● Selected extract
==========

If a person is in a catabolic state or needs energy, how pyruvate will be used depends on whether adequate oxygen levels are present. If there are adequate oxygen levels (aerobic conditions), pyruvate moves from the cytoplasm, into the mitochondria, and then undergoes the transition reaction. If there are not adequate oxygen levels (anaerobic conditions), pyruvate will instead be used to produce lactate in the cytoplasm. We are going to focus on the aerobic pathway to begin with, then we will address what happens under anaerobic conditions in the anaerobic respiration section.
Figure 6.241 Pyruvate fork in the road. What happens depends on whether it is aerobic or anaerobic respiration1
The transition reaction is the transition between glycolysis and the citric acid cycle. The transition reaction converts pyruvate (3 carbons) to acetyl CoA (2 carbons), producing carbon dioxide (CO2) and a NADH as shown below. The figure below shows the transition reaction with CoA and NAD entering, and acetyl-CoA, CO2, and NADH being produced.
Figure 6.242 Transition reaction2
The acetyl is combined with coenzyme A (CoA) to form acetyl-CoA. The structure of CoA is shown below.
Figure 6.243 Structure of coenzyme A3
Thus, for one molecule of glucose, the transition reaction produces 2 acetyl-CoAs, 2 molecules of CO2, and 2 NADHs.

==========

● Entries supplied
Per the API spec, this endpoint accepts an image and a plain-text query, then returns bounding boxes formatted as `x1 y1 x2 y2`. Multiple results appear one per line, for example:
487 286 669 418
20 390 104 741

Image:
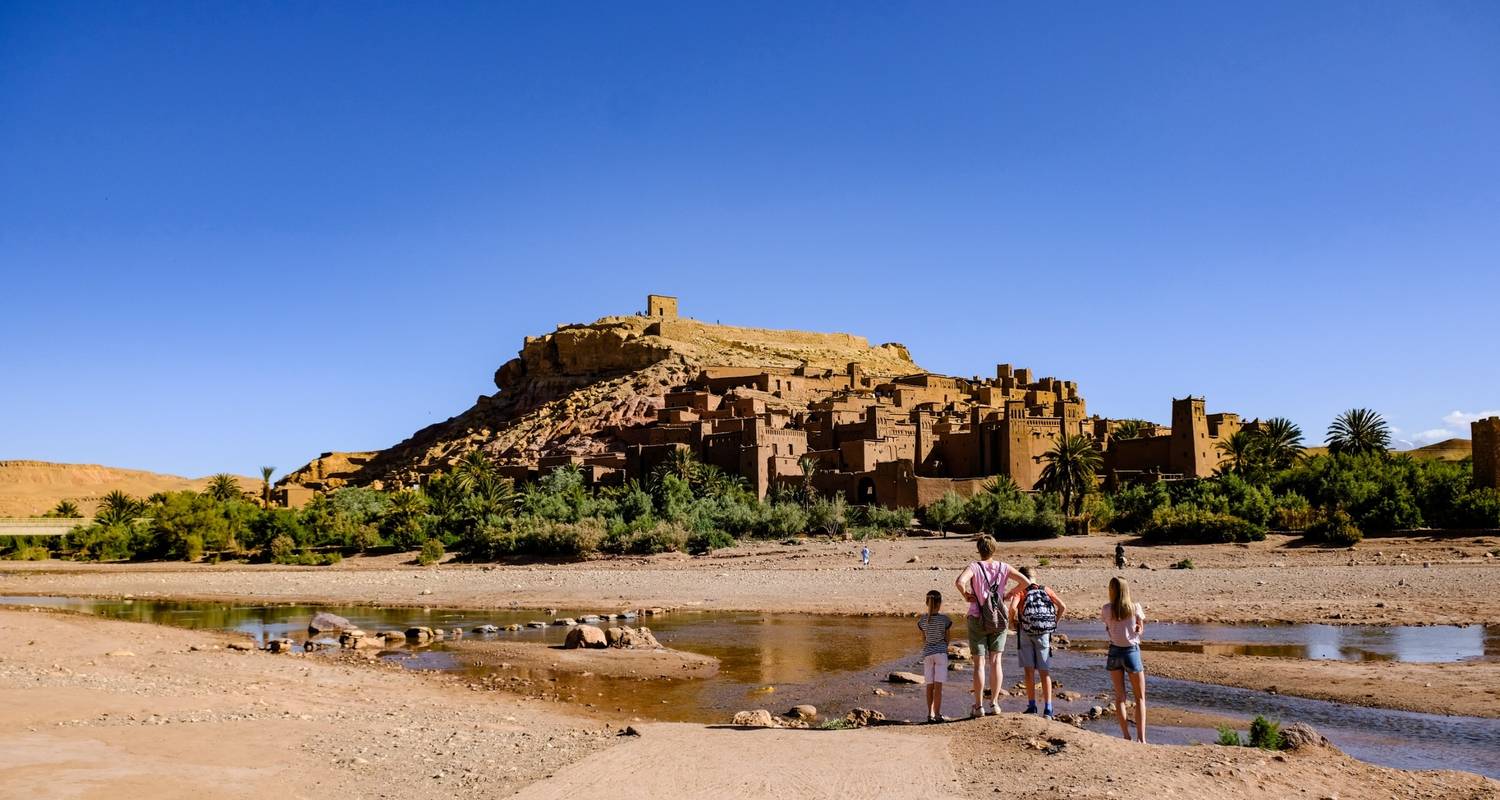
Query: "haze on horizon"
0 0 1500 476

==========

● Work instruction
Please reproduce the stretch of the transition reaction passage from "Figure 6.242 Transition" through "and 2 NADHs.", substituting "a six-carbon sugar" for "glucose".

● Written reply
Figure 6.242 Transition reaction2
The acetyl is combined with coenzyme A (CoA) to form acetyl-CoA. The structure of CoA is shown below.
Figure 6.243 Structure of coenzyme A3
Thus, for one molecule of a six-carbon sugar, the transition reaction produces 2 acetyl-CoAs, 2 molecules of CO2, and 2 NADHs.